Keyword search on "beach": report each line of the records that contains it.
[Start of section]
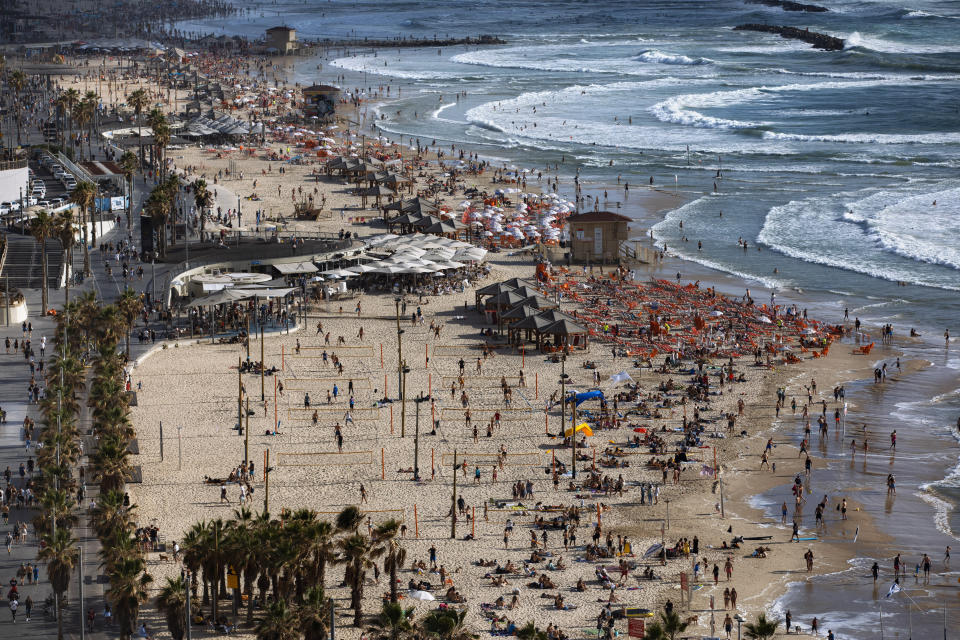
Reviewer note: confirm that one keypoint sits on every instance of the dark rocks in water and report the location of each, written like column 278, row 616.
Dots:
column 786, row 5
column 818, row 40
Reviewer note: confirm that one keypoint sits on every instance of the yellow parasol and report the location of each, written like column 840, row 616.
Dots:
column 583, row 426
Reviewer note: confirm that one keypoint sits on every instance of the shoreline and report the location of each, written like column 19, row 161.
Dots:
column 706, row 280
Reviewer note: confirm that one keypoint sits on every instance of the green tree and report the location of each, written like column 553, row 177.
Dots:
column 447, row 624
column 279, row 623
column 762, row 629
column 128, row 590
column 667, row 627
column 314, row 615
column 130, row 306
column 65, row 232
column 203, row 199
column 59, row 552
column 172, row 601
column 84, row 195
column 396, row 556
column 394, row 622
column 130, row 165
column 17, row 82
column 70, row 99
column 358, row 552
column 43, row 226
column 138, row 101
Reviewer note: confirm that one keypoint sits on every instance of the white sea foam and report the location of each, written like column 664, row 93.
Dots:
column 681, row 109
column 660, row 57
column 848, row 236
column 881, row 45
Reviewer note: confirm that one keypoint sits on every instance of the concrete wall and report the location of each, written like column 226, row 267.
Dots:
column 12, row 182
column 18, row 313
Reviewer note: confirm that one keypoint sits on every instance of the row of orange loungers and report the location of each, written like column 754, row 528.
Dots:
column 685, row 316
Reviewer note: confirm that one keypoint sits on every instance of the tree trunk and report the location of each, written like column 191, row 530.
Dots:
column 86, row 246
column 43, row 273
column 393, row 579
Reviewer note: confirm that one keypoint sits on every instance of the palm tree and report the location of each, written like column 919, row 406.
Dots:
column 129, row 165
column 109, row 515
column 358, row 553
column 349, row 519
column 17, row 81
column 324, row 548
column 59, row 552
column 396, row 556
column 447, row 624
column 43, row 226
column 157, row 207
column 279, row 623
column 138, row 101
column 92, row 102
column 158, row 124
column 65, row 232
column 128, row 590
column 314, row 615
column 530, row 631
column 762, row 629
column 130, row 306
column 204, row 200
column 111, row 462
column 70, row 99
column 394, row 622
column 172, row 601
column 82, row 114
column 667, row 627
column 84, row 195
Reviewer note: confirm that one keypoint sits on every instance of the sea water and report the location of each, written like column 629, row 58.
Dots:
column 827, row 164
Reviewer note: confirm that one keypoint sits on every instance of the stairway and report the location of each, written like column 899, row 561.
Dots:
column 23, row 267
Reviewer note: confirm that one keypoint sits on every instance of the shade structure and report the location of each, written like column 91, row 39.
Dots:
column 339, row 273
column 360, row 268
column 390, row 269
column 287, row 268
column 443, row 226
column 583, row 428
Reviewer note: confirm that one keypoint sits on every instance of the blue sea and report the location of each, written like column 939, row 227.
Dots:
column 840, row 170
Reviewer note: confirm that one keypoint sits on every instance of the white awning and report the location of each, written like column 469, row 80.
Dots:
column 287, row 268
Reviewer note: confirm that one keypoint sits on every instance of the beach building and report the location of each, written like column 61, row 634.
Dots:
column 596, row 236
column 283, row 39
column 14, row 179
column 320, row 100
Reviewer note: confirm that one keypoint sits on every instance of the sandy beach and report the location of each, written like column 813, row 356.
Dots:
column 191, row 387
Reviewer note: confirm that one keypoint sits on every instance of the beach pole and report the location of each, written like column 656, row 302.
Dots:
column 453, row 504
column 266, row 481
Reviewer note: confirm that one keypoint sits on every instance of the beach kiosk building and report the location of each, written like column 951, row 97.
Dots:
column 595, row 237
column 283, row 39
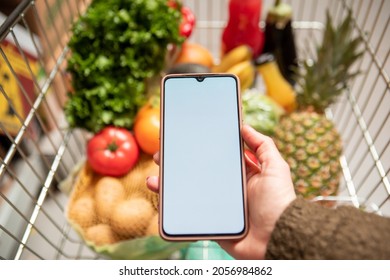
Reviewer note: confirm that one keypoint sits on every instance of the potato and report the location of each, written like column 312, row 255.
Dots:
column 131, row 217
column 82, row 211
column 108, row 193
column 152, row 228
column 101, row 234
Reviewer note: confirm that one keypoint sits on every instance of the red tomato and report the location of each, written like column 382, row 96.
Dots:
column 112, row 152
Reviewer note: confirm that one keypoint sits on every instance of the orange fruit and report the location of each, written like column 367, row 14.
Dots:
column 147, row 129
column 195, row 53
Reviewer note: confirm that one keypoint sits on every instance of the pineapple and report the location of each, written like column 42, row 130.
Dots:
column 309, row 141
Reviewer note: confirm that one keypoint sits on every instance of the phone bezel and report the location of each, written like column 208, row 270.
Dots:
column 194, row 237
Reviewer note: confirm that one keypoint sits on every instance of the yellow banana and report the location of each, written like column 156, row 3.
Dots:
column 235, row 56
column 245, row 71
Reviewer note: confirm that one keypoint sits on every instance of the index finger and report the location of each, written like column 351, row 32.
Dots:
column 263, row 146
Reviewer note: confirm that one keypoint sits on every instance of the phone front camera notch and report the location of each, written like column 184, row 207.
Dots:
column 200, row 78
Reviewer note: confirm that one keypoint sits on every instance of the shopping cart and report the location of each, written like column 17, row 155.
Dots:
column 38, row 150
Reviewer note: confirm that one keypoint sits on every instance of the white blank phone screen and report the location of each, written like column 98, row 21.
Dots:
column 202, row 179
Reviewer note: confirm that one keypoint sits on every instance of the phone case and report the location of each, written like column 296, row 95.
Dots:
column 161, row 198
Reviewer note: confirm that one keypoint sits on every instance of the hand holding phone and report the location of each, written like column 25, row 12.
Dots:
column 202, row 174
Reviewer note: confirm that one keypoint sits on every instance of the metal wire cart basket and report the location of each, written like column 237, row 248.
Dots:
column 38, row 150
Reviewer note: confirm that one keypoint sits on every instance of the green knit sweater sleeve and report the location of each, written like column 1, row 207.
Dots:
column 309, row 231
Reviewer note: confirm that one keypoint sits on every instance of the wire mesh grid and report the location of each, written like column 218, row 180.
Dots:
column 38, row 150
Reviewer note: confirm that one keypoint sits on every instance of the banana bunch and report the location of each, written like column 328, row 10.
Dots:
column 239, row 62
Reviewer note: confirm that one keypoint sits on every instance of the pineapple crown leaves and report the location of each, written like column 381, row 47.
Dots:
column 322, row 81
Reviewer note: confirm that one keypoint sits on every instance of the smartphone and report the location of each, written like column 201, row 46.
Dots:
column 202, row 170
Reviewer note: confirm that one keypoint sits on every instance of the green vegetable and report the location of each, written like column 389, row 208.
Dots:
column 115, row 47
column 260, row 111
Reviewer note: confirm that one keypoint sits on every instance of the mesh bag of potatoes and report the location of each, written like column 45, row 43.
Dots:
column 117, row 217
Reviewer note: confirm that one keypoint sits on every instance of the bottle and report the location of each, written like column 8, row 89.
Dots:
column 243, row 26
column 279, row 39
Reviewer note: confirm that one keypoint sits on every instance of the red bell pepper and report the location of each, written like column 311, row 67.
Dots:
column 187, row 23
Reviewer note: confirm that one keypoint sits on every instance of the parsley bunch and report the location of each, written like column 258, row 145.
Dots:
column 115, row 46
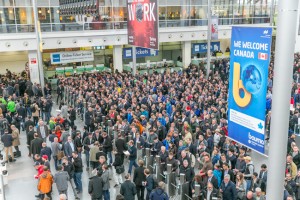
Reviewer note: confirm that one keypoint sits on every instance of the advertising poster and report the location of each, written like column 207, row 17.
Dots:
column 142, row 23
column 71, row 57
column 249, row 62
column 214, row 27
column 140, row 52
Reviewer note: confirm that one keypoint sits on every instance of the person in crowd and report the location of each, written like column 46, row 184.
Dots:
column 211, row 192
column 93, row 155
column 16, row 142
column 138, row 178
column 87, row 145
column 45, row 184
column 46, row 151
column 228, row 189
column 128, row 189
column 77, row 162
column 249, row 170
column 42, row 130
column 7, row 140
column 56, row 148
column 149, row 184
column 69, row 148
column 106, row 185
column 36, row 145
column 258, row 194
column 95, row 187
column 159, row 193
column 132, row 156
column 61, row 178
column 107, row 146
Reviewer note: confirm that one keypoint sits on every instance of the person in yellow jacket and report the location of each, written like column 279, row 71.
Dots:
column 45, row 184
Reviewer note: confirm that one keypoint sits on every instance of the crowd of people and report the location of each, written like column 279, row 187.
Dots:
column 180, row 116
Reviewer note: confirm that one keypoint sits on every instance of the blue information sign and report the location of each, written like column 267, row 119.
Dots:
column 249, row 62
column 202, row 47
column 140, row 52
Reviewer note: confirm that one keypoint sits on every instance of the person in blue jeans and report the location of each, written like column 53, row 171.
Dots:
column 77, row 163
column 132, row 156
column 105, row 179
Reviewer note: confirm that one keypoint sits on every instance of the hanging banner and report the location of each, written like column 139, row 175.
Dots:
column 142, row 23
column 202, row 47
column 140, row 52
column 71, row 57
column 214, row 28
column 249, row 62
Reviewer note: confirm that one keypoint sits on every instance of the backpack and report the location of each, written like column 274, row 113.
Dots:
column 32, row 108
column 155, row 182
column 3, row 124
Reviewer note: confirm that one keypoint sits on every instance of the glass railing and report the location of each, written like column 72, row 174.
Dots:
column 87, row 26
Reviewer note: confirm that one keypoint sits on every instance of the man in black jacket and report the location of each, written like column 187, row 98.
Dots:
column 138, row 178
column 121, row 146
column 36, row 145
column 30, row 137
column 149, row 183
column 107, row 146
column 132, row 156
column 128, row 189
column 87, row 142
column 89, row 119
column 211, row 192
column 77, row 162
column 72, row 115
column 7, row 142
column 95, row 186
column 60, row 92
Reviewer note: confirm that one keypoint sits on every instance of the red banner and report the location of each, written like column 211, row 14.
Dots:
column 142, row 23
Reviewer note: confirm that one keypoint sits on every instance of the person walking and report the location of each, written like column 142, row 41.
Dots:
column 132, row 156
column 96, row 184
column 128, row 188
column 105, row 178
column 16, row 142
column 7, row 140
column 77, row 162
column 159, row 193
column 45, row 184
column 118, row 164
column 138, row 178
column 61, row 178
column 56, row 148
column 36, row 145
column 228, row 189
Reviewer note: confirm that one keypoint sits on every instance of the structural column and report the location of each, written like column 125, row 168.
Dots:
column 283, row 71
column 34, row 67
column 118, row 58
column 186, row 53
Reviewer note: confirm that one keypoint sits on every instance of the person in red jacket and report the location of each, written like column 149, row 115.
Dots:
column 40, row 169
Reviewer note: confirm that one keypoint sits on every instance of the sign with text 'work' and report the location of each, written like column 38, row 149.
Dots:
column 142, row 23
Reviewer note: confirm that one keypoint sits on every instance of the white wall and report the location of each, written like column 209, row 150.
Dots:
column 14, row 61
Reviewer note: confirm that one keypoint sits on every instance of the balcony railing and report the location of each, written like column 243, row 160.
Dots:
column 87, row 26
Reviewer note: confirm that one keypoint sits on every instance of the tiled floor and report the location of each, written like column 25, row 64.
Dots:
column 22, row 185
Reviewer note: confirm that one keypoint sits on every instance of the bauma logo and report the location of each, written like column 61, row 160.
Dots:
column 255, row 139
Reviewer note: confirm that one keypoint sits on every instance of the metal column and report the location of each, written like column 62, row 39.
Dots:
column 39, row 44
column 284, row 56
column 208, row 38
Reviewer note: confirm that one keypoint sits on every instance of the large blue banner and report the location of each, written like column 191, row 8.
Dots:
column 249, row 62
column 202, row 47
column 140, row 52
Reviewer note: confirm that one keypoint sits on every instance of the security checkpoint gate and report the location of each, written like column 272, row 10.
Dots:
[End of section]
**Exercise output**
Reviewer note: confirm that one keypoint sits on every instance of the beach building and report the location of each, written like column 61, row 634.
Reviewer note: confirm that one keypoint sits on every instance of the sandy beach and report the location of each, written like column 813, row 356.
Reviewer note: confirm that one keypoint sits on every instance of the beach pole and report the location of each, written like column 656, row 302.
Reviewer note: confirm that one keypoint sits on every instance of the beach kiosk building and report the location of each, written like column 951, row 97.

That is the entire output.